**Stated problem**
From the records that follow, extract each line containing the string "black". Letter case must match.

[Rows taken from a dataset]

☆ ☆ ☆ ☆

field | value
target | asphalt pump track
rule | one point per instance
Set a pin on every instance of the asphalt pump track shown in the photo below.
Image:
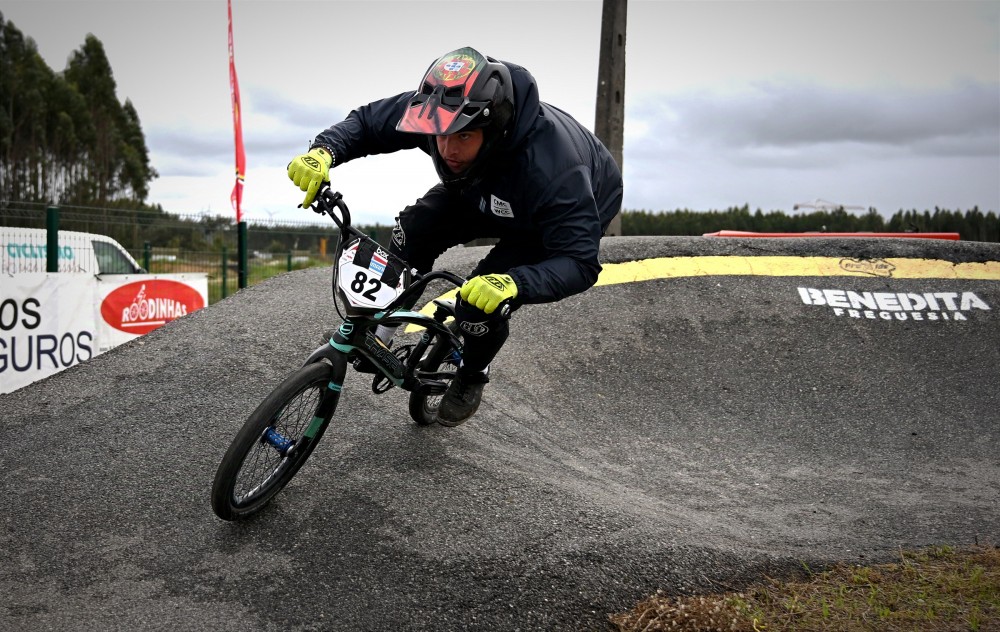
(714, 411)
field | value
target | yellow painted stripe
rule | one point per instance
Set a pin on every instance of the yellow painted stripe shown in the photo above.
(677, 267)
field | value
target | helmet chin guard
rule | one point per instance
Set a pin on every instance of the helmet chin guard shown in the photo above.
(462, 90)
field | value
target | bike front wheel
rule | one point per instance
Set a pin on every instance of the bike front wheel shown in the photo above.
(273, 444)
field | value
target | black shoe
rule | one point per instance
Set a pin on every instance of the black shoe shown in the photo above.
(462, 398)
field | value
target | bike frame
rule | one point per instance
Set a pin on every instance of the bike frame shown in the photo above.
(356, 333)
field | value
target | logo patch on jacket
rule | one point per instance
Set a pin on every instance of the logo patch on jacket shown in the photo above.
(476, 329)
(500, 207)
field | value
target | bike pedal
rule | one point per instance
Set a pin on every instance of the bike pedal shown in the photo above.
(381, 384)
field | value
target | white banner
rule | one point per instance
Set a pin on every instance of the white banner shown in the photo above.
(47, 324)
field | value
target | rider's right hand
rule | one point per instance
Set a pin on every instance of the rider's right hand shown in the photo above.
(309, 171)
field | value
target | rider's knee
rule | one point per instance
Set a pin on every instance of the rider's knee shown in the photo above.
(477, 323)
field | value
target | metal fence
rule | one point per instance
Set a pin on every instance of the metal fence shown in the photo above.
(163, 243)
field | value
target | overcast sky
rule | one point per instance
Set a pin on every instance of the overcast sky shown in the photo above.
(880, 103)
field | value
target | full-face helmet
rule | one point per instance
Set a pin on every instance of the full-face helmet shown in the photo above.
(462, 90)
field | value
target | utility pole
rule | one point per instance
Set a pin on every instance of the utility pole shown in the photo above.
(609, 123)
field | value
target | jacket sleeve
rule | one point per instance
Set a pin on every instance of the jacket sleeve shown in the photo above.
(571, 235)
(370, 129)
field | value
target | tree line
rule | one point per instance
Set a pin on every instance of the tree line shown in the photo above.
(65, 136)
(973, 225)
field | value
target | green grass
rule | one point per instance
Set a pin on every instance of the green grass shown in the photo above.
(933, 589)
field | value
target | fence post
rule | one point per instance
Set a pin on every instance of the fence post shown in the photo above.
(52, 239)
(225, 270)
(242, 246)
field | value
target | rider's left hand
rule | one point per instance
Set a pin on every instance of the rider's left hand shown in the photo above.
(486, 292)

☆ ☆ ☆ ☆

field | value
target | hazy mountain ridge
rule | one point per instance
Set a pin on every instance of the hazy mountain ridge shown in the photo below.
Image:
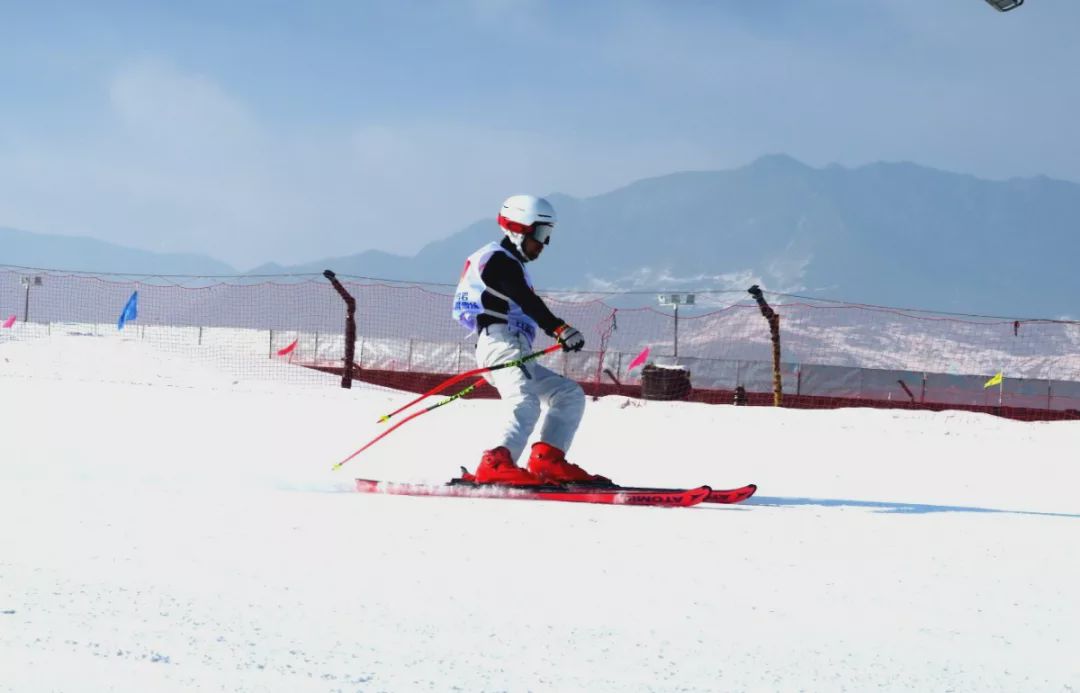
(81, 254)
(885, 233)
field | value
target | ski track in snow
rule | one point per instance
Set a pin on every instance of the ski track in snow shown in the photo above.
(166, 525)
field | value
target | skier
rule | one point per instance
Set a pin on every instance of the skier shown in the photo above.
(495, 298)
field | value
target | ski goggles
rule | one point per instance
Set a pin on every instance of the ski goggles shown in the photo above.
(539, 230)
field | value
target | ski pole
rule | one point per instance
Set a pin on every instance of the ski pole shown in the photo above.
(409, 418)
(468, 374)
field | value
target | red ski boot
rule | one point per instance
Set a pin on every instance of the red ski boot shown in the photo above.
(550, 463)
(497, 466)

☆ ☆ ☆ ☆

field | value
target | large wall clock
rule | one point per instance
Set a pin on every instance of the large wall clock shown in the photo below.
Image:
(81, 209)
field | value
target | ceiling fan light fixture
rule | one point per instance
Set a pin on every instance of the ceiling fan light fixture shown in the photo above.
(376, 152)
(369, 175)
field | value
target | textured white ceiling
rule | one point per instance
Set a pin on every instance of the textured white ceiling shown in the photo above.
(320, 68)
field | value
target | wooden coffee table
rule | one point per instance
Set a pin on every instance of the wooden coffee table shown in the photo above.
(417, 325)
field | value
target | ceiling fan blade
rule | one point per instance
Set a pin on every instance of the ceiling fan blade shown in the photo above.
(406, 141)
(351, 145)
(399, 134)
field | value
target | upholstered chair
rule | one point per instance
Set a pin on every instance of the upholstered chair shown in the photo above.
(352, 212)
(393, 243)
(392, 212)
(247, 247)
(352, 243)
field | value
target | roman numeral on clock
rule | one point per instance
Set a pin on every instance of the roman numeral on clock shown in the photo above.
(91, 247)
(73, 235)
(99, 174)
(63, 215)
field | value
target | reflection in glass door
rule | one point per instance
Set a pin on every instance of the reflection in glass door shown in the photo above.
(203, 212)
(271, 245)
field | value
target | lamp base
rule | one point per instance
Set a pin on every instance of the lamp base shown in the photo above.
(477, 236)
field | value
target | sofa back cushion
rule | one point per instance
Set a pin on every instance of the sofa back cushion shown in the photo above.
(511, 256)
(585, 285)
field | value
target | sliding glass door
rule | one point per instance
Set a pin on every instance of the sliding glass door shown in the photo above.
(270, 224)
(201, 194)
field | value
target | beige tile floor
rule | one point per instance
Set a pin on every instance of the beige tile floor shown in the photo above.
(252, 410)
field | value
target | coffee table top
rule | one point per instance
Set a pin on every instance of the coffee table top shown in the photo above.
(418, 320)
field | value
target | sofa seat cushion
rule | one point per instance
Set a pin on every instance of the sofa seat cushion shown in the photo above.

☆ ☆ ☆ ☆

**Response to this exercise**
target | black shoe
Set a pin on every instance of the black shoe shown in the photo above.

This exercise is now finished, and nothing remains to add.